- _What this task involves_: Without carrying over a single picture, write out the records below exactly.

- _Dataset excerpts_:
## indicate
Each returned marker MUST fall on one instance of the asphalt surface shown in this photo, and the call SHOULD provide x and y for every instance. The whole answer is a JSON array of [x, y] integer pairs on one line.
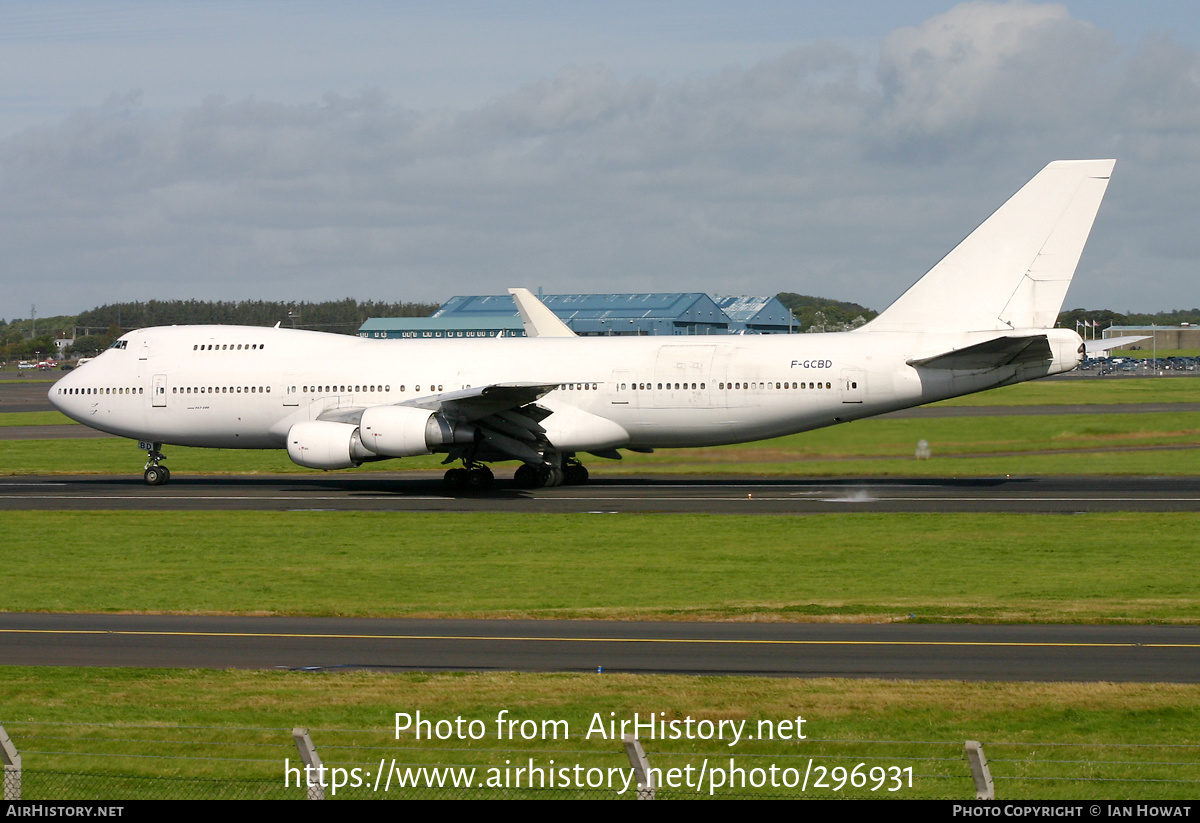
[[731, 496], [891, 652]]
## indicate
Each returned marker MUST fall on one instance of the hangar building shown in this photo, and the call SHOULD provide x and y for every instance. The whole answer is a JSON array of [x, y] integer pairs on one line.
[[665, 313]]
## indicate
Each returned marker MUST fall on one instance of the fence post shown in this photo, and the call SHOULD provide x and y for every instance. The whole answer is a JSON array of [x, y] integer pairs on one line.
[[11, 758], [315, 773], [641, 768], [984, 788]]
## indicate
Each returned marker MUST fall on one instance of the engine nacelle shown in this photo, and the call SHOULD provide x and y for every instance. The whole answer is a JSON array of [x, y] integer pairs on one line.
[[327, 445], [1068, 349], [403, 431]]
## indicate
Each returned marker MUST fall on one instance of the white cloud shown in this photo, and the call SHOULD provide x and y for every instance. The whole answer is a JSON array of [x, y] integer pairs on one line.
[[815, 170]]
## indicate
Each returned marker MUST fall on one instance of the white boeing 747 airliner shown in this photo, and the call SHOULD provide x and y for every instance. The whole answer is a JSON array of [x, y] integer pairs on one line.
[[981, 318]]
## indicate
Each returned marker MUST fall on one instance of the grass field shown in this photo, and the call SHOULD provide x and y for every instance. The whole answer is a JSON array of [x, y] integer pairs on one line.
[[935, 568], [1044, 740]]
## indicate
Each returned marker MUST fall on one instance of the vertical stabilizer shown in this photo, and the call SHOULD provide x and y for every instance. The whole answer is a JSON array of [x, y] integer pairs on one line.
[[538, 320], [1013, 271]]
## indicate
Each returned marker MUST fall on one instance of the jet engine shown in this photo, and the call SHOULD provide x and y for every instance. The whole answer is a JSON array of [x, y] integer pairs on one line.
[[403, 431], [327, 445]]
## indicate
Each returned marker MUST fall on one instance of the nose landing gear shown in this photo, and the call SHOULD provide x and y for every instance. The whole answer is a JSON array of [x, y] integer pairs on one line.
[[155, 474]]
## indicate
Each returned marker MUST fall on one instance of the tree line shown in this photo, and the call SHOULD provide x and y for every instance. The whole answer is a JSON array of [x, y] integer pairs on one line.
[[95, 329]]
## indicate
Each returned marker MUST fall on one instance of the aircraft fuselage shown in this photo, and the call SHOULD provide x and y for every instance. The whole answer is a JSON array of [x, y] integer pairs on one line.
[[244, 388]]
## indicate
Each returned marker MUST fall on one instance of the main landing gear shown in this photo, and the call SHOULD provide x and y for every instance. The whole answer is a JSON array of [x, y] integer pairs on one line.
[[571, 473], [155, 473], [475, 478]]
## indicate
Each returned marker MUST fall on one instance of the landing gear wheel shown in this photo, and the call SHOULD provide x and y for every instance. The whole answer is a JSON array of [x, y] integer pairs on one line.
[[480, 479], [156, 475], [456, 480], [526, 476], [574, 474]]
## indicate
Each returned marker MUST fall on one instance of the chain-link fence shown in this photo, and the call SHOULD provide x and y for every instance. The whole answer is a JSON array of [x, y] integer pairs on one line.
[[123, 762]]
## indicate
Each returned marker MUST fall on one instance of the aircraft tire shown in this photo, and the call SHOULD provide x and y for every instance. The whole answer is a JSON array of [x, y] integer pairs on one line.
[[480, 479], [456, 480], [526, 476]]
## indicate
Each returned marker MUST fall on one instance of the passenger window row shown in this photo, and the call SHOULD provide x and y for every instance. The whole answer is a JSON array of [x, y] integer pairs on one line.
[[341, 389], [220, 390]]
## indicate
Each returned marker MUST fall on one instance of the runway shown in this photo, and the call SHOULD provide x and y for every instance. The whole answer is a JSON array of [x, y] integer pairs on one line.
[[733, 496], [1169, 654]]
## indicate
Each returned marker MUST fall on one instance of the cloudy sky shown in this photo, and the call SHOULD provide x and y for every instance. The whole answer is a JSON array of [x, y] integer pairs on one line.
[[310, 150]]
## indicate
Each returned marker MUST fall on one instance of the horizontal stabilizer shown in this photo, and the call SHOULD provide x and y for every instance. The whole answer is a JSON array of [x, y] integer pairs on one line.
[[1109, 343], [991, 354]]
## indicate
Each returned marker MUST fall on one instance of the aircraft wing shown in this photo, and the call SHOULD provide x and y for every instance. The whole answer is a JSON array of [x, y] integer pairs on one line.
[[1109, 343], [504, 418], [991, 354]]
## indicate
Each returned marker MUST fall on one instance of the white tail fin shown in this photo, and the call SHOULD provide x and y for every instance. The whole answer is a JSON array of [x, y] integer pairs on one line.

- _Finished exercise_:
## indicate
Each returned marker MUST fall on one instance of the asphalt surface shown in this photo, and the call SHOULD provide x and y for every instance. The whole answer is a JSON array of [x, y] integer pairs on one line.
[[731, 496], [891, 652]]
## indicate
Each returned marker MUST fall on one instance of the hangar building shown in this photo, and the call SHOULD provide x and y for every instance. The whole answer is a JSON array of [x, y] integer pairs on one line.
[[665, 313]]
## indicate
Each returned marker MUST fall on one instance of the fence post shown in this photo, and the call SHOULD provide x and y for every instance. The whole answer is a JSON array of [x, y] integer pairs on one line.
[[11, 758], [315, 773], [641, 768], [984, 788]]
## indicate
Each returned marker MUST fall on one instance of the engine nacelle shown in this photo, and the call SHOULD provide x and y for every instance. The whole answer is a JSON array of [x, y] integer pairs on one line.
[[327, 445], [1068, 349], [403, 431]]
## indicate
Each returned marker MUST fall on one instance of the white cloud shown in this photo, and the call SHOULD provide x and y for every instance. The whole answer is a JSON array of [x, y] integer pairs on one line.
[[815, 170]]
## indicate
Each returned marker MUST fall on one instance of the white boeing 747 airliner shown in this photo, and the call SHOULD provide x and y for every instance. The whole answer is a JSON array of [x, y] integer pairs on one line.
[[981, 318]]
## indicate
Each returned marker MUST fall on one instance of the grass field shown in this photo, and the call SHOULD provide x and y for every instance. The whole answer is a JSON array of [x, y] integer pairs on one line.
[[935, 568], [1044, 740]]
## indicate
Each returned marker MUST fall on one instance of the vertical stabilizer shown in this photo, and the call SHOULD provide x and y for every instance. The whole answer is a JSON array of [x, y] integer pairs on one line.
[[538, 320], [1013, 271]]
## indicate
Each returned marker MUST fall on one instance of the jet engine shown in this photo, and the call SHOULD provide x and y for every instance. The whole answer is a JSON array of [x, y] integer pairs on one line.
[[403, 431], [327, 445]]
## indicate
Each returned marker MUST fall on one instance of the nose landing gear shown in this photo, and the call SHOULD provide x and y for every instance. The whole answer is a JSON array of [x, y] integer pairs on one line.
[[155, 474]]
## indicate
Each returned marker MUST fall on one instance of the tree line shown in this photo, and the call SHOULD provide x and y for every instance. The whole answer is a JSON array of [x, y] integer pairs on one line.
[[95, 329]]
## indicate
Each returned marker MUST fall on one instance of the aircraft fuselage shown in this photo, and the call SHOULD provide x and y for every instance. The whole answer is a JSON array of [x, y] integer pairs on one line.
[[244, 388]]
## indicate
Each returned marker MUST fall on one instance of the main landing gear shown in this photo, and the call SHOULD provide x and y for every instance. The whole answer is a JSON array of [x, y] integer pairs on one line.
[[571, 473], [155, 473], [475, 478]]
## indicate
Each returned marker MUST fall on one instance of the landing gear wheel shown in this photo, and the call SHOULD provide x and y for every instance. The whole answer is a JSON array of [x, y] integer pairs on one line.
[[480, 479], [156, 475], [456, 480], [526, 476], [574, 474]]
## indicate
Each returned marker MUST fall on one instance of the chain-link fence shown in this photo, and the call SHOULD provide x and y for every instance. The whole answer is a JSON array of [x, y] integer pairs on one line.
[[123, 762]]
## indicate
Each returned marker MUST fall on one instance of the aircraft tire shown in this photo, and the call SHOULD provide x and y for every instance. The whole answer is a JSON array of [x, y] integer pairs on one line.
[[480, 479], [456, 480], [526, 476]]
## indicate
Each returned marker MUST fall on one instance of the passenger window row shown in this photo, and the call SHOULD provide x and y for every instance. The whole answer is a JSON array of [x, y] integer pairs on one line.
[[341, 389], [220, 390]]
## indicate
Each returned marker MUST fall on one instance of the runway shown in this photo, and the call SHOULD provide x and y for every instance. The whole answer is a JSON array of [x, y] integer pairs on one line.
[[733, 496], [1169, 654]]
## indicate
Each returned marker MUST fall on one instance of the cloudy sky shown in this photo, and the call SHOULD provide x and y for every instance. The whole answer is a JSON array of [x, y] integer pairs on one line.
[[310, 150]]
## indicate
Each returned marker MUST fall on one instance of the horizontal stabilizer shown in this photo, and the call SHOULD provide x and y for every instance. The whole answer is a JSON array of [x, y] integer pairs on one line.
[[1109, 343], [991, 354]]
## indicate
Each returned marker MUST fall on one instance of the aircraft wing shown in this photo, and the call SHOULD provide x and y for every instance. The whole answer is a JSON array of [x, y] integer pairs on one line.
[[1109, 343], [504, 418], [991, 354]]
## indicate
Each returned marker MUST fall on one instance of the white tail fin shown in this photo, and the call SHOULD provide x and y for every instance. The whole answer is a JSON array of [x, y] integer pairs on one line.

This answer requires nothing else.